# SOURCE DOCUMENT
· · ·

This is the second of three posts on different ways to get to better answers faster.
Part 1: Integrative Design, a methodology, and Negawatts, a framework for assessing benefits across value chains
Part 2: The metaphors of Peripheral Vision and the Theory of the Adjacent Possible for assessing and leveraging insights
Part 3: The 7 Characteristics, a heuristic, and the Circular Dividend, the transformational impact of doing different
Peripheral Vision
It is a fact—and also a good metaphor—that without peripheral vision, you would trip over your own feet. Splat. Try to get up and you will trip, again. There is no going forward, only down.
Most of what we see—90% of our visual field—is information acquired on autopilot, real-time situational awareness that keeps us upright and safe. Yet we operate as if the remaining 10% of our visual field, the part literally in front of our noses, is all there is to see.
This sliver of a considerably bigger picture dominates the language of education, business and politics. We are told to keep our eyes on the prize, noses to grindstones, to stay on course, ignore distractions and never ever lose focus. Yet for those bold enough to tear off the blinders and bring peripheral vision back into the mix, there is a considerable advantage.
Peripheral vision, in fact and metaphor, is about awareness. It operates at the fuzzy edges where nothing is clear and anything is possible. Imagination, which goes hand in hand with peripheral vision, is how sense is made from nonsense. Is that a shadow or lion? Is it a bird? A plane? Superman?
Imagination is nature’s digital twin, a low stakes safe space to try out different futures. What happens if you paint outside the lines, ignore the rules, make up new rules, rearrange puzzle pieces, or stray off the beaten path?
As children, we have excellent peripheral vision because everything is new and in urgent need of a plausible explanation. This is the “beginner’s mind” so valued in zen meditation. Children are open to possibilities, at ease with the ridiculous. They are playful, constantly testing the limits of logic. The absurd isn’t a wrong answer. It’s a “think different” answer.
Getting the joke, and the delicious endorphin hit that comes with laughter, requires recognizing the difference between what’s plausible, what’s not, and understanding the difference.
As we grow up and learn more about the world, the need for fanciful explanations diminishes. Our field of view gradually narrows to that 10% in front of our noses and imagination starts to take a back seat to the serious, adult “i’s”: invention, innovation, iteration, inspiration, insight. Yet those who are the most inventive, innovative and insightful are also the ones with the best peripheral vision and the imagination that goes hand in hand.
Visionaries don’t look off into the distance to see the future. They glance sideways to catch a preview.

· · ·

# RAW DATA
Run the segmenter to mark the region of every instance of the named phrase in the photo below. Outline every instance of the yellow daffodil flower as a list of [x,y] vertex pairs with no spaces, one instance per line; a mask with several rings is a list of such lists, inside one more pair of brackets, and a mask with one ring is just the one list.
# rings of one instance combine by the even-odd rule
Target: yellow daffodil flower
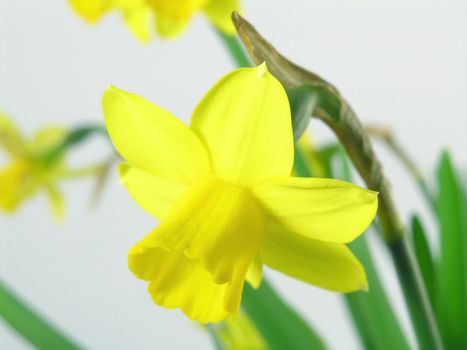
[[265,64],[221,79],[190,127],[115,87],[103,109],[126,160],[123,185],[161,220],[128,255],[155,303],[202,323],[221,321],[237,314],[245,279],[259,286],[263,263],[334,291],[367,288],[345,243],[368,227],[377,195],[290,176],[289,103]]
[[268,347],[261,333],[250,318],[243,312],[230,318],[214,329],[223,349],[229,350],[266,350]]
[[49,127],[40,130],[26,140],[13,122],[0,115],[0,146],[10,161],[0,169],[0,210],[11,213],[39,190],[45,190],[57,219],[64,214],[63,197],[57,187],[63,161],[44,164],[39,156],[63,140],[62,128]]
[[239,0],[69,0],[72,8],[89,23],[98,22],[111,11],[119,11],[133,35],[143,42],[150,39],[153,17],[158,34],[163,38],[180,35],[198,12],[223,33],[235,34],[230,20],[240,11]]

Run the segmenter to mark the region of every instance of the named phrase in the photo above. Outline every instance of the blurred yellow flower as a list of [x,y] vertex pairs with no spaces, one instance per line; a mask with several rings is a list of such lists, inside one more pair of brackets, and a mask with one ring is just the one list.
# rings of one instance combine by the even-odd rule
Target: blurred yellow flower
[[377,209],[376,193],[333,179],[291,177],[289,103],[263,64],[221,79],[190,127],[137,95],[110,87],[106,127],[127,161],[120,178],[161,224],[129,252],[155,303],[191,319],[237,314],[245,279],[262,264],[334,291],[367,288],[344,243]]
[[45,190],[57,219],[63,217],[63,197],[57,180],[63,169],[63,160],[43,163],[40,155],[63,140],[66,131],[49,127],[26,140],[5,115],[0,114],[0,146],[8,157],[8,164],[0,169],[0,210],[14,212],[39,190]]
[[98,22],[111,11],[119,11],[133,35],[143,42],[150,39],[153,17],[158,34],[163,38],[180,35],[198,12],[223,33],[235,34],[230,20],[240,11],[239,0],[69,0],[73,9],[90,23]]

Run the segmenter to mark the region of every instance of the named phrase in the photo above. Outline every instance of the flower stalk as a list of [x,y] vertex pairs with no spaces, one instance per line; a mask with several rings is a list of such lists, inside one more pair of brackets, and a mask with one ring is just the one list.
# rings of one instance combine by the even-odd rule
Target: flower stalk
[[406,228],[394,205],[382,166],[357,115],[334,86],[284,58],[240,15],[234,13],[233,21],[255,63],[266,62],[286,89],[307,86],[311,94],[316,94],[318,103],[313,116],[331,128],[368,188],[379,192],[381,232],[391,252],[419,346],[421,349],[443,349],[413,247],[408,242]]

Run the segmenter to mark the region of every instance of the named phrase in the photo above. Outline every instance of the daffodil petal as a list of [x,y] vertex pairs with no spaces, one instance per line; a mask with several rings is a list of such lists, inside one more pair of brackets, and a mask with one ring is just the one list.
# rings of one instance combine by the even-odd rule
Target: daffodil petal
[[200,322],[238,312],[245,276],[266,231],[251,193],[207,177],[192,184],[167,217],[128,254],[150,281],[153,300]]
[[69,0],[69,3],[89,23],[98,22],[109,7],[109,0]]
[[167,215],[186,189],[183,184],[153,175],[128,163],[119,165],[119,174],[121,183],[133,199],[159,220]]
[[209,150],[215,173],[228,182],[248,187],[290,174],[289,102],[265,64],[221,79],[194,111],[191,127]]
[[115,87],[106,90],[103,108],[115,148],[132,165],[182,183],[210,172],[200,140],[169,112]]
[[362,234],[378,207],[376,192],[334,179],[276,178],[254,192],[282,227],[333,243],[347,243]]
[[254,289],[258,289],[261,285],[261,281],[263,280],[263,261],[259,254],[251,262],[245,279]]
[[211,0],[203,9],[211,22],[227,35],[235,35],[232,12],[241,13],[239,0]]
[[16,159],[0,170],[0,209],[11,213],[38,189],[37,178],[32,175],[31,164]]
[[290,277],[336,292],[366,290],[365,270],[343,244],[327,243],[270,225],[263,261]]
[[12,157],[25,154],[25,141],[13,120],[0,112],[0,146]]
[[123,8],[123,20],[131,33],[141,42],[147,43],[151,37],[151,9],[142,1],[134,6]]
[[148,291],[156,304],[179,307],[201,323],[220,322],[238,313],[243,279],[217,284],[199,261],[187,259],[182,252],[155,248],[152,260],[158,263],[158,269]]
[[53,185],[47,186],[46,191],[55,219],[57,221],[63,220],[65,216],[65,200],[63,194]]
[[183,250],[222,284],[236,275],[245,277],[265,232],[266,217],[248,190],[206,177],[183,193],[134,250]]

· · ·

# EXERCISE
Answer these questions using the post on peripheral vision:
(a) What share of our visual field does the post say is acquired on autopilot?
(b) What does the post call imagination in the sentence beginning "Imagination is nature's"?
(c) Which five serious, adult "i's" does imagination start to take a back seat to?

# THE RESULT
(a) 90%
(b) Nature's digital twin, a low stakes safe space to try out different futures
(c) Invention, innovation, iteration, inspiration and insight